[Stored data]
_ _ _ _ _

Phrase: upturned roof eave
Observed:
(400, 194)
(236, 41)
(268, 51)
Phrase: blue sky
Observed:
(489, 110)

_ _ _ _ _

* **What you should do**:
A word-for-word restatement of every record above is expected.

* **Task result**:
Phrase: upturned roof eave
Observed:
(400, 194)
(236, 41)
(268, 51)
Phrase: blue sky
Observed:
(489, 110)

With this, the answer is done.